━━━━━ Data extract

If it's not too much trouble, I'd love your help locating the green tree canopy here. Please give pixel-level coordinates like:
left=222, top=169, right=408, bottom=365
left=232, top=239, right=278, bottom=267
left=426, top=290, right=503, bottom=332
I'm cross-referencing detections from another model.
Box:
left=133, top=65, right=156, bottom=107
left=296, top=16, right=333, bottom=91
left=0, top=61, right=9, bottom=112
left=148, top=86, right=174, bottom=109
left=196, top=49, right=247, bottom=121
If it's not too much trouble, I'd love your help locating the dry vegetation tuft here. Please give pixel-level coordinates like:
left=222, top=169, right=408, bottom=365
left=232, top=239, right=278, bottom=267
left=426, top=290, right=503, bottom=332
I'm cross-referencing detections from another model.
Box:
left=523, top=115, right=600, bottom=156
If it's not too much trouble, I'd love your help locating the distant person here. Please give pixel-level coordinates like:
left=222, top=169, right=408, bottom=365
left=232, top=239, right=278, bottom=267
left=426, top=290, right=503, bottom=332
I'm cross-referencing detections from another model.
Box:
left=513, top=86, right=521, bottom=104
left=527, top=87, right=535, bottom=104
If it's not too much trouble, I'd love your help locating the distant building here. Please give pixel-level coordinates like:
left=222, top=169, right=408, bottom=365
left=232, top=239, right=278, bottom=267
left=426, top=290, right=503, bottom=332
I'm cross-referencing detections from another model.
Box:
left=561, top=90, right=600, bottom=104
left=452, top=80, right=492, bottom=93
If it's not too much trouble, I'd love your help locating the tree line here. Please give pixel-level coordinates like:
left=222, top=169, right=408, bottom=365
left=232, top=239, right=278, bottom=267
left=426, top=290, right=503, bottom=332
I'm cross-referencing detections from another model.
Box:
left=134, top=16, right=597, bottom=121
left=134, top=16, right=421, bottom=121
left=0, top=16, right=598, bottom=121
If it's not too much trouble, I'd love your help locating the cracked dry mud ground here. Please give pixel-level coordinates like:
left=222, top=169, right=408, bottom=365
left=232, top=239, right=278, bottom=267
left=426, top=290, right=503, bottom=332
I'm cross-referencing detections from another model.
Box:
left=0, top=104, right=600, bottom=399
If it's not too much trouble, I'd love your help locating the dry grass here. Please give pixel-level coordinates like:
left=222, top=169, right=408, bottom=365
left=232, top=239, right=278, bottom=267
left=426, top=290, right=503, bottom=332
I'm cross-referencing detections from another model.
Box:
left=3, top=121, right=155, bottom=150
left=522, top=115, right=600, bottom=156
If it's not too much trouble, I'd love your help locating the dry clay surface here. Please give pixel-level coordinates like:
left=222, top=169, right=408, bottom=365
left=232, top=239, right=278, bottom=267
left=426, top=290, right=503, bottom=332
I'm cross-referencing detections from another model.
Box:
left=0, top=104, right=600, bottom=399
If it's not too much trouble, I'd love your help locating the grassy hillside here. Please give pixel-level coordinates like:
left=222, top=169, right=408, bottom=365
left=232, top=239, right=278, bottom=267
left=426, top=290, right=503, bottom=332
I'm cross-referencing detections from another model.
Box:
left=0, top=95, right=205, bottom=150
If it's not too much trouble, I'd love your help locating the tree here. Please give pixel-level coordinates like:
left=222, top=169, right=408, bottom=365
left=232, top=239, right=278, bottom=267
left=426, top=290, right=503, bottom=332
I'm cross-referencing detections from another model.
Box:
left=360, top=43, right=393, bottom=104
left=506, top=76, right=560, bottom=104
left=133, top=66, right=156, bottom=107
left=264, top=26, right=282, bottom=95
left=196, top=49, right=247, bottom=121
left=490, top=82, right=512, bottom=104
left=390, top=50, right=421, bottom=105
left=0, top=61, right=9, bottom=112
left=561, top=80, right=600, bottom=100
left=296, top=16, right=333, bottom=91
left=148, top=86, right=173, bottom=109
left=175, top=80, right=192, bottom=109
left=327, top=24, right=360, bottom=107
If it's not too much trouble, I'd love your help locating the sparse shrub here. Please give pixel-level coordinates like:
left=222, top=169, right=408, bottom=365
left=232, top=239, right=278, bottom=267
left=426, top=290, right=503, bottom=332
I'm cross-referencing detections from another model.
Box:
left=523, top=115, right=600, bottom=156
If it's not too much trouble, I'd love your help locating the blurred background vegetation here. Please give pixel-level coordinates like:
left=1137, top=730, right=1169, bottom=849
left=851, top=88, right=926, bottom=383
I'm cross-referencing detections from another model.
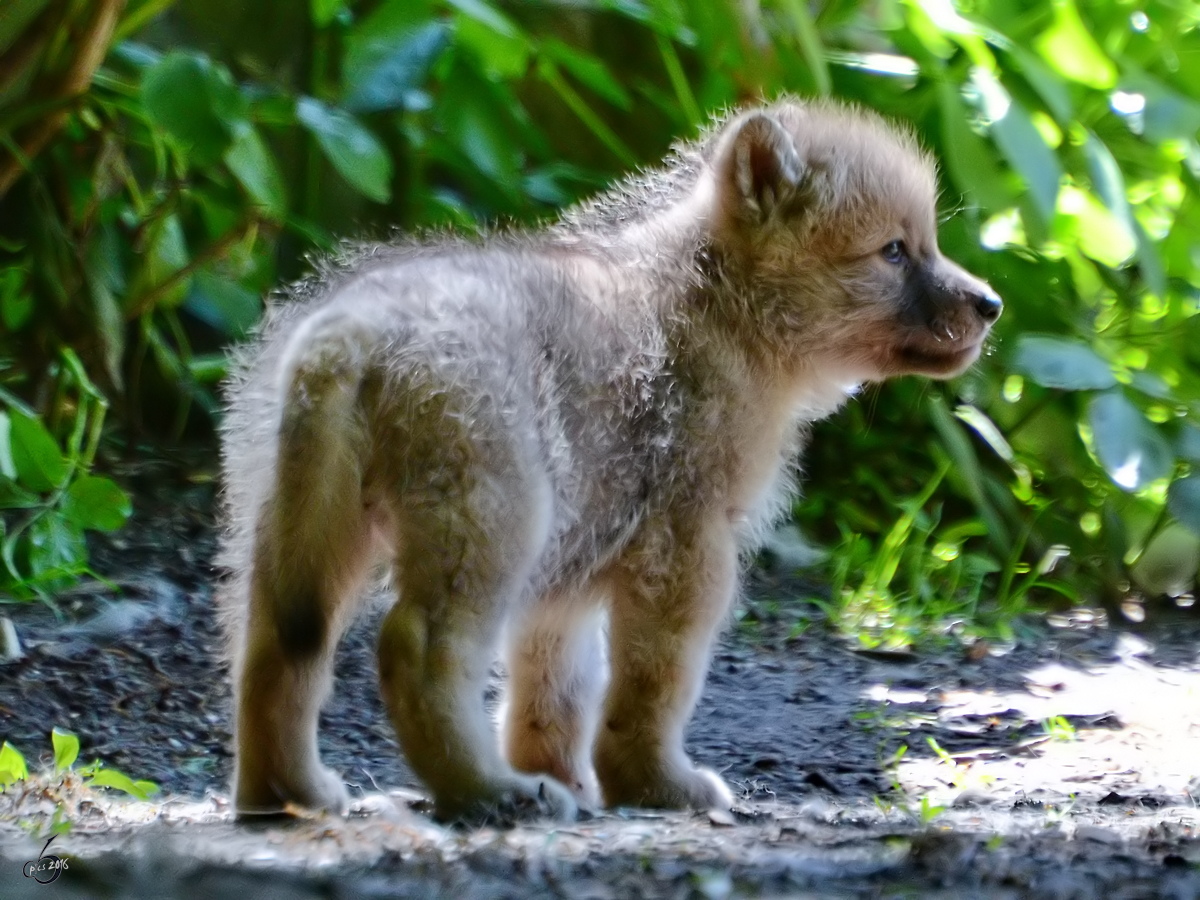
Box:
left=0, top=0, right=1200, bottom=644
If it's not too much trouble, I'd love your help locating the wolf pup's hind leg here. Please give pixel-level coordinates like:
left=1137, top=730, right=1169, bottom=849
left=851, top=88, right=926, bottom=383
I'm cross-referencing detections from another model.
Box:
left=595, top=520, right=737, bottom=809
left=379, top=405, right=576, bottom=822
left=229, top=317, right=373, bottom=815
left=504, top=592, right=606, bottom=806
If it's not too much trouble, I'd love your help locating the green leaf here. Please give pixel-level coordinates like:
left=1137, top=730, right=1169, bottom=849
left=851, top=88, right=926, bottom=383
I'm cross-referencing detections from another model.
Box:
left=0, top=475, right=42, bottom=511
left=224, top=122, right=288, bottom=220
left=0, top=409, right=17, bottom=481
left=446, top=0, right=518, bottom=37
left=310, top=0, right=346, bottom=28
left=1054, top=185, right=1138, bottom=269
left=0, top=740, right=29, bottom=787
left=1004, top=44, right=1073, bottom=122
left=937, top=80, right=1012, bottom=210
left=1087, top=391, right=1175, bottom=491
left=342, top=16, right=451, bottom=113
left=126, top=212, right=191, bottom=306
left=50, top=728, right=79, bottom=775
left=0, top=271, right=34, bottom=331
left=296, top=97, right=391, bottom=203
left=541, top=37, right=632, bottom=109
left=25, top=512, right=88, bottom=577
left=0, top=0, right=50, bottom=53
left=88, top=769, right=158, bottom=800
left=84, top=223, right=126, bottom=388
left=454, top=16, right=533, bottom=82
left=1166, top=475, right=1200, bottom=534
left=142, top=50, right=248, bottom=163
left=438, top=67, right=521, bottom=186
left=1175, top=425, right=1200, bottom=462
left=62, top=475, right=133, bottom=532
left=8, top=409, right=67, bottom=493
left=1013, top=335, right=1117, bottom=391
left=972, top=67, right=1062, bottom=223
left=1121, top=72, right=1200, bottom=143
left=184, top=270, right=263, bottom=338
left=1033, top=0, right=1117, bottom=90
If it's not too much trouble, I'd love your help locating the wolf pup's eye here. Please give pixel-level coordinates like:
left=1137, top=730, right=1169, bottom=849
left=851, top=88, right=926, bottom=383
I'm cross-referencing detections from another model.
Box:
left=880, top=241, right=908, bottom=264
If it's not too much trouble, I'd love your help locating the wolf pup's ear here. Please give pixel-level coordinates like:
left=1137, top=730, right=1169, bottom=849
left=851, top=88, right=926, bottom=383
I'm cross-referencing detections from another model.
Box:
left=718, top=112, right=804, bottom=224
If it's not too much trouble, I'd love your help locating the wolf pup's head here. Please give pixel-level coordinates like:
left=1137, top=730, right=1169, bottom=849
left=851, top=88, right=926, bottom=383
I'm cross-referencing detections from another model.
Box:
left=710, top=101, right=1002, bottom=380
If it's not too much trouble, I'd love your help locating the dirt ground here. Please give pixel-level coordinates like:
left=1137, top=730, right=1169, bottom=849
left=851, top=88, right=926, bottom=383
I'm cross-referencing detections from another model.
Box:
left=0, top=458, right=1200, bottom=900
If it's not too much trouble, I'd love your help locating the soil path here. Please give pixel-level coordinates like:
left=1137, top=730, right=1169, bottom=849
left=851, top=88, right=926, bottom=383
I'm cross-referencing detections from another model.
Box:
left=0, top=461, right=1200, bottom=899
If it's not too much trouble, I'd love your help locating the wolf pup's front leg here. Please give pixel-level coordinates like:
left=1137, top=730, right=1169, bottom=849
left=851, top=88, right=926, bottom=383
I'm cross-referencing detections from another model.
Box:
left=595, top=520, right=737, bottom=809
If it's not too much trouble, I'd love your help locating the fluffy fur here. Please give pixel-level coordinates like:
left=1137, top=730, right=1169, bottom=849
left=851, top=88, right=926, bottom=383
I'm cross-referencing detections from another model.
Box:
left=222, top=100, right=1000, bottom=818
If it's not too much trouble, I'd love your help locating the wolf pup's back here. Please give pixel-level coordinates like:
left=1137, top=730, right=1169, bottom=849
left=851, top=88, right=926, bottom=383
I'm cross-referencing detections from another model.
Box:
left=222, top=100, right=1001, bottom=821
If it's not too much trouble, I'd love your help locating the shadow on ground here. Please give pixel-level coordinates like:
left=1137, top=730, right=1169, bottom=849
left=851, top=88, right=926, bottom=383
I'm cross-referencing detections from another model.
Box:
left=0, top=453, right=1200, bottom=900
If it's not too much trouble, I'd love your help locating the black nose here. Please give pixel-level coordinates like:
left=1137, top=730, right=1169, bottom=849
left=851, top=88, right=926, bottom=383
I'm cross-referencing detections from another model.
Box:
left=974, top=284, right=1004, bottom=322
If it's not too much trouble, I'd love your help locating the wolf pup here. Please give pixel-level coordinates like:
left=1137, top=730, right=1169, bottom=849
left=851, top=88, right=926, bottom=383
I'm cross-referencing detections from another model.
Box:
left=223, top=100, right=1001, bottom=821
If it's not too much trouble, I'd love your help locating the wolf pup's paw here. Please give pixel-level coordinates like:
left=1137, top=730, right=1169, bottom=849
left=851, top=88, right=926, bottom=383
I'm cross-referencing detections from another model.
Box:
left=234, top=766, right=350, bottom=818
left=434, top=774, right=578, bottom=826
left=602, top=767, right=733, bottom=810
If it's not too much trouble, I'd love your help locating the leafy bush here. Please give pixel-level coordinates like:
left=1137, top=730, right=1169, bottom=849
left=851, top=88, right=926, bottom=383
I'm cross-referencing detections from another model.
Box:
left=0, top=0, right=1200, bottom=616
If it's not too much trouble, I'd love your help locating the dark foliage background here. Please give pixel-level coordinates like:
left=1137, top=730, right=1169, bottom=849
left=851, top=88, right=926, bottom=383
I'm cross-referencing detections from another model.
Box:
left=0, top=0, right=1200, bottom=643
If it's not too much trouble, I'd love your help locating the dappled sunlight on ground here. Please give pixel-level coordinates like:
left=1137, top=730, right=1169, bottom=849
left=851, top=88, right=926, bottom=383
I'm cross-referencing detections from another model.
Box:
left=888, top=635, right=1200, bottom=811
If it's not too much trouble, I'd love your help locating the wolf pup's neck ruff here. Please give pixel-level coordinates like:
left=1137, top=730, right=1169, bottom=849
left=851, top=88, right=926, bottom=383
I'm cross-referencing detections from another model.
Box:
left=221, top=100, right=1001, bottom=821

━━━━━━━━━━

Problem to work on: Copy the listing word for word, everything from its first line down to the line containing "left=527, top=87, right=535, bottom=104", with both of those lines included.

Result:
If it's not too much trouble, I'd love your help locating the green tree canopy here. Please give pixel-level coordinates like:
left=222, top=169, right=408, bottom=365
left=232, top=239, right=278, bottom=267
left=426, top=290, right=503, bottom=332
I'm cross-referencing detections from another model.
Box:
left=133, top=65, right=156, bottom=107
left=296, top=16, right=333, bottom=91
left=0, top=61, right=9, bottom=112
left=148, top=86, right=174, bottom=109
left=196, top=49, right=247, bottom=121
If it's not too much trouble, I'd love your help locating the dry vegetation tuft here. Please give pixel-level coordinates like:
left=222, top=169, right=408, bottom=365
left=232, top=239, right=278, bottom=267
left=426, top=290, right=503, bottom=332
I'm cross-referencing detections from another model.
Box:
left=523, top=115, right=600, bottom=156
If it's not too much trouble, I'd love your help locating the distant person here. Please give pixel-level coordinates like:
left=222, top=169, right=408, bottom=365
left=232, top=239, right=278, bottom=267
left=426, top=290, right=503, bottom=332
I'm cross-referencing detections from another model.
Box:
left=513, top=86, right=521, bottom=104
left=527, top=87, right=535, bottom=104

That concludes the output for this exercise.